### Provided data ###

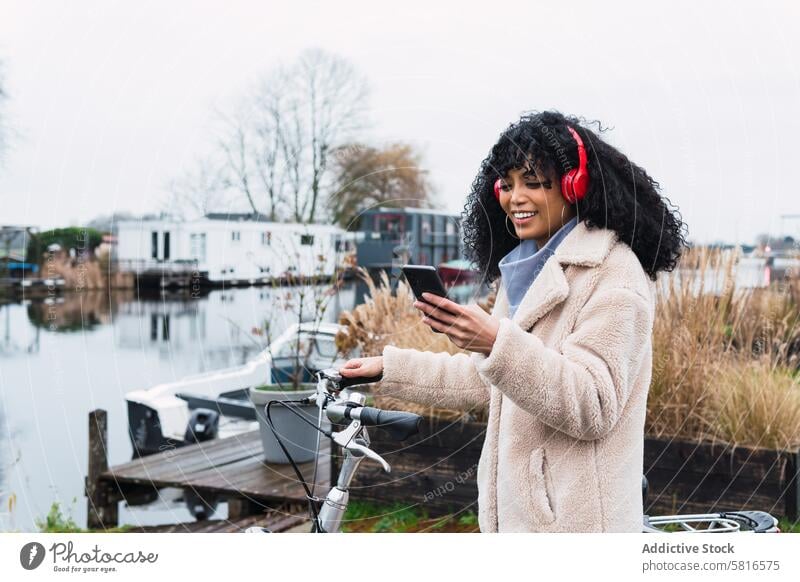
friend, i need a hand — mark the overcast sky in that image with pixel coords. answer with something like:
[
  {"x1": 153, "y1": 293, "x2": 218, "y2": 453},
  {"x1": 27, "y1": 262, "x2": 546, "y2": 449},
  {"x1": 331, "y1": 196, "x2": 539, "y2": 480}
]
[{"x1": 1, "y1": 0, "x2": 799, "y2": 244}]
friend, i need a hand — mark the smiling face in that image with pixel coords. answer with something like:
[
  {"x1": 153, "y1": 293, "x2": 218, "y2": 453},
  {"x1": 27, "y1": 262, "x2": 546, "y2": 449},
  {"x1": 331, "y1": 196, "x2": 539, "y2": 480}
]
[{"x1": 497, "y1": 164, "x2": 577, "y2": 248}]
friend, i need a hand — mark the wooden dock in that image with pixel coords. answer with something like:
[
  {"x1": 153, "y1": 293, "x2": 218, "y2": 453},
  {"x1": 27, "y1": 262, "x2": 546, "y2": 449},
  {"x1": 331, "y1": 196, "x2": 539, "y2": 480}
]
[
  {"x1": 86, "y1": 409, "x2": 330, "y2": 531},
  {"x1": 122, "y1": 505, "x2": 311, "y2": 533}
]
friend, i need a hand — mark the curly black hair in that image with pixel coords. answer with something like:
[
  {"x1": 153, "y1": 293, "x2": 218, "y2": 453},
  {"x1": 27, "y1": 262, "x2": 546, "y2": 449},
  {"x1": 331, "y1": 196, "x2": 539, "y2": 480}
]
[{"x1": 461, "y1": 110, "x2": 688, "y2": 283}]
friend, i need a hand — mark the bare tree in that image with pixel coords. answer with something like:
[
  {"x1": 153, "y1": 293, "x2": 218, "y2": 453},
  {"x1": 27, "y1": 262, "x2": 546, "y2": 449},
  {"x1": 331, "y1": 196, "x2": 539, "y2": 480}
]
[
  {"x1": 216, "y1": 103, "x2": 261, "y2": 217},
  {"x1": 167, "y1": 49, "x2": 369, "y2": 223},
  {"x1": 164, "y1": 155, "x2": 230, "y2": 219},
  {"x1": 206, "y1": 49, "x2": 369, "y2": 223},
  {"x1": 251, "y1": 74, "x2": 289, "y2": 221},
  {"x1": 293, "y1": 48, "x2": 370, "y2": 222},
  {"x1": 264, "y1": 66, "x2": 307, "y2": 222}
]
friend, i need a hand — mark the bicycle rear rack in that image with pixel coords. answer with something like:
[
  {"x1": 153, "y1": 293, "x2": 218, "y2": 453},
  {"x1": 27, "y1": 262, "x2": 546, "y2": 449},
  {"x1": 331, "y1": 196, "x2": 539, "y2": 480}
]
[{"x1": 644, "y1": 511, "x2": 780, "y2": 533}]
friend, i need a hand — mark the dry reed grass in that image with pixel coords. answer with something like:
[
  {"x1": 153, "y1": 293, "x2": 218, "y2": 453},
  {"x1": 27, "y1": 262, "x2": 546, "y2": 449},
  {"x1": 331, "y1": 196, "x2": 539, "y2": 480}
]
[{"x1": 648, "y1": 246, "x2": 800, "y2": 450}]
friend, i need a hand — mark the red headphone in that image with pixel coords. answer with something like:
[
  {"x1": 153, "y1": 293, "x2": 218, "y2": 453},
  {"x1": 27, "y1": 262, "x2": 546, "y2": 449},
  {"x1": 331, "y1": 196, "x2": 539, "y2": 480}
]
[{"x1": 493, "y1": 124, "x2": 589, "y2": 204}]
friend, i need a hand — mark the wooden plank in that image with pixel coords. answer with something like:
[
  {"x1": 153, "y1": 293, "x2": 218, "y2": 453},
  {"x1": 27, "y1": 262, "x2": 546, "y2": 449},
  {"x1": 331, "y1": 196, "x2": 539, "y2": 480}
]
[
  {"x1": 124, "y1": 503, "x2": 309, "y2": 533},
  {"x1": 110, "y1": 432, "x2": 263, "y2": 481},
  {"x1": 229, "y1": 459, "x2": 331, "y2": 494},
  {"x1": 169, "y1": 449, "x2": 330, "y2": 495},
  {"x1": 120, "y1": 447, "x2": 261, "y2": 483},
  {"x1": 105, "y1": 432, "x2": 261, "y2": 483},
  {"x1": 644, "y1": 469, "x2": 786, "y2": 513},
  {"x1": 785, "y1": 450, "x2": 800, "y2": 520},
  {"x1": 331, "y1": 416, "x2": 482, "y2": 514},
  {"x1": 644, "y1": 437, "x2": 788, "y2": 484},
  {"x1": 643, "y1": 437, "x2": 800, "y2": 520},
  {"x1": 188, "y1": 458, "x2": 301, "y2": 491},
  {"x1": 102, "y1": 430, "x2": 331, "y2": 505},
  {"x1": 370, "y1": 421, "x2": 486, "y2": 451},
  {"x1": 347, "y1": 461, "x2": 478, "y2": 513}
]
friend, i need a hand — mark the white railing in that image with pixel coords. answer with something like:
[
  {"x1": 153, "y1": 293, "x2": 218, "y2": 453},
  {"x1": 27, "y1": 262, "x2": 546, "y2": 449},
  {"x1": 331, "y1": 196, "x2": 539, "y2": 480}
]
[{"x1": 114, "y1": 258, "x2": 200, "y2": 274}]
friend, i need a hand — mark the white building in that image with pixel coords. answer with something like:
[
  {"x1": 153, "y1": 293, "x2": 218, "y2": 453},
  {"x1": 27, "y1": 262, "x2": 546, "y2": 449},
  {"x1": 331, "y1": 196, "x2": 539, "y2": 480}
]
[{"x1": 114, "y1": 213, "x2": 358, "y2": 284}]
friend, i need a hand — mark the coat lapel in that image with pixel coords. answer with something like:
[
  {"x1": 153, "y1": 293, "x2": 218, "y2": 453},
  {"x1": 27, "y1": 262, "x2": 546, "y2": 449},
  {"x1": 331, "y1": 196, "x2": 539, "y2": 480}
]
[
  {"x1": 496, "y1": 221, "x2": 618, "y2": 331},
  {"x1": 511, "y1": 257, "x2": 570, "y2": 330}
]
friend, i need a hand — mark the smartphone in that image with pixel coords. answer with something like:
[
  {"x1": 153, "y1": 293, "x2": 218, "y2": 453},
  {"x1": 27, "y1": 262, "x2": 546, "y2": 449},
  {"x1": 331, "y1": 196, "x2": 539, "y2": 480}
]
[
  {"x1": 402, "y1": 265, "x2": 451, "y2": 333},
  {"x1": 401, "y1": 264, "x2": 449, "y2": 302}
]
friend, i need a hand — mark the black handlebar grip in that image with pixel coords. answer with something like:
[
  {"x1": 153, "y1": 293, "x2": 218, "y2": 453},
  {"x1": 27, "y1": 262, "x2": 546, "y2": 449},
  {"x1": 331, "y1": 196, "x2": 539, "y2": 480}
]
[
  {"x1": 355, "y1": 407, "x2": 422, "y2": 441},
  {"x1": 338, "y1": 372, "x2": 383, "y2": 390}
]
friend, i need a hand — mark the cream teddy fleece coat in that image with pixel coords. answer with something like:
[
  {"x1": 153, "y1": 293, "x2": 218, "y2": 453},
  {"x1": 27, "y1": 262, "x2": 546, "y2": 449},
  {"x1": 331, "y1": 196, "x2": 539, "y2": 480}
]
[{"x1": 377, "y1": 221, "x2": 657, "y2": 532}]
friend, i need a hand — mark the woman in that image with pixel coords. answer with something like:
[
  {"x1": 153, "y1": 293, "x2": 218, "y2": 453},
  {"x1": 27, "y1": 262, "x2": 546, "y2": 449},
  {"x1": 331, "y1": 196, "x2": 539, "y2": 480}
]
[{"x1": 340, "y1": 110, "x2": 687, "y2": 532}]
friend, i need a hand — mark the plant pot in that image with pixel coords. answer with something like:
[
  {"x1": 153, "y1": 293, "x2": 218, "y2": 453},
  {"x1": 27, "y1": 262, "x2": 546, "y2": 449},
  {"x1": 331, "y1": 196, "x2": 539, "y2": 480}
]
[{"x1": 249, "y1": 384, "x2": 330, "y2": 464}]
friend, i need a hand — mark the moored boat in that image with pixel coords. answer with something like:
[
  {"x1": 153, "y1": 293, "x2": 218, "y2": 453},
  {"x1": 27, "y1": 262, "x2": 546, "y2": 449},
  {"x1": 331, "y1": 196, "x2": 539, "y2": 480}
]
[{"x1": 125, "y1": 322, "x2": 351, "y2": 457}]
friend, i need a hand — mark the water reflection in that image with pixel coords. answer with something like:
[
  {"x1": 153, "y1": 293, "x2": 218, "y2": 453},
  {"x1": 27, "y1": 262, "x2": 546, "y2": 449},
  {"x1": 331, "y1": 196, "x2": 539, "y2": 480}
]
[{"x1": 26, "y1": 292, "x2": 113, "y2": 333}]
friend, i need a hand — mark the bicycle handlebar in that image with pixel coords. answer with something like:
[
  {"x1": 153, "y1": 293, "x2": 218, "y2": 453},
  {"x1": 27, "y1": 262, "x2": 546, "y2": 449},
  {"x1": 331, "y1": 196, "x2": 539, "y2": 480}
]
[
  {"x1": 316, "y1": 368, "x2": 383, "y2": 390},
  {"x1": 355, "y1": 407, "x2": 422, "y2": 441},
  {"x1": 338, "y1": 372, "x2": 383, "y2": 389},
  {"x1": 318, "y1": 367, "x2": 420, "y2": 440},
  {"x1": 328, "y1": 402, "x2": 422, "y2": 441}
]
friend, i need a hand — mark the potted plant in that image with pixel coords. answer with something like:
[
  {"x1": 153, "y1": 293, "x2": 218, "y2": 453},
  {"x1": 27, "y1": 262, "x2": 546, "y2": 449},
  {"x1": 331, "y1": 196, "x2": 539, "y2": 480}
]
[
  {"x1": 249, "y1": 240, "x2": 345, "y2": 464},
  {"x1": 249, "y1": 333, "x2": 329, "y2": 464}
]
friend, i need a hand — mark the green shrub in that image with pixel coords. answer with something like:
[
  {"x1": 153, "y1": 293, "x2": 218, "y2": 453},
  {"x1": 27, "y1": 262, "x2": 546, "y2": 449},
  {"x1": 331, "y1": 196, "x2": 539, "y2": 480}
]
[
  {"x1": 36, "y1": 501, "x2": 85, "y2": 533},
  {"x1": 28, "y1": 227, "x2": 103, "y2": 262}
]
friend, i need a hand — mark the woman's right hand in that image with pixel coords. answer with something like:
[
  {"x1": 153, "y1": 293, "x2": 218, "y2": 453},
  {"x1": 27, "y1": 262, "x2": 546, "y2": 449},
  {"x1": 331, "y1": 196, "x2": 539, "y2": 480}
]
[{"x1": 339, "y1": 356, "x2": 384, "y2": 379}]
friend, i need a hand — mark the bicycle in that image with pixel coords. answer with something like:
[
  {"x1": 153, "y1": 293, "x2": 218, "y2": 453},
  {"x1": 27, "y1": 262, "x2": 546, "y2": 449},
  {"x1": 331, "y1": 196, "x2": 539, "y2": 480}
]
[
  {"x1": 246, "y1": 368, "x2": 782, "y2": 533},
  {"x1": 246, "y1": 367, "x2": 421, "y2": 533}
]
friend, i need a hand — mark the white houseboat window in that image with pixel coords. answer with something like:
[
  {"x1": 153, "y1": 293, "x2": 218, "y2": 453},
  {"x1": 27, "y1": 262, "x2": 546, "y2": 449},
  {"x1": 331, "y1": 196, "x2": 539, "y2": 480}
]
[
  {"x1": 231, "y1": 231, "x2": 241, "y2": 242},
  {"x1": 190, "y1": 233, "x2": 207, "y2": 261},
  {"x1": 445, "y1": 221, "x2": 455, "y2": 235},
  {"x1": 300, "y1": 234, "x2": 314, "y2": 245},
  {"x1": 151, "y1": 231, "x2": 158, "y2": 259},
  {"x1": 261, "y1": 231, "x2": 271, "y2": 246}
]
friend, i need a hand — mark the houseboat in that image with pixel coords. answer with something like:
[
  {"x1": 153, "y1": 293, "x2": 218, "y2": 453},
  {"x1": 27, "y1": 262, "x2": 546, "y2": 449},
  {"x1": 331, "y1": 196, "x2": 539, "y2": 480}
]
[
  {"x1": 114, "y1": 213, "x2": 358, "y2": 287},
  {"x1": 355, "y1": 207, "x2": 465, "y2": 270}
]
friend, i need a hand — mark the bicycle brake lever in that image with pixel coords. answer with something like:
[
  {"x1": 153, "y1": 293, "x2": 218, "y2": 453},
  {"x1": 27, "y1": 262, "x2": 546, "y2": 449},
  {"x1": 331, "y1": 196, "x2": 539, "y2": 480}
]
[
  {"x1": 331, "y1": 423, "x2": 391, "y2": 473},
  {"x1": 345, "y1": 440, "x2": 391, "y2": 473}
]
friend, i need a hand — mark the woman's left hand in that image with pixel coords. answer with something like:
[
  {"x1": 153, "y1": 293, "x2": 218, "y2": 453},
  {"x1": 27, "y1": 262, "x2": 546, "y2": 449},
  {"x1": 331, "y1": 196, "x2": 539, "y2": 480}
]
[{"x1": 414, "y1": 292, "x2": 500, "y2": 355}]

###

• Problem to work on: Please copy every line of the data that carries the string "handlebar".

• Exercise output:
friend, i need a hand — mark the black handlebar grip in that image with pixel coords. answer with something like:
friend, i need a hand — mark the bicycle handlebar in that image with pixel coords. answer with something like:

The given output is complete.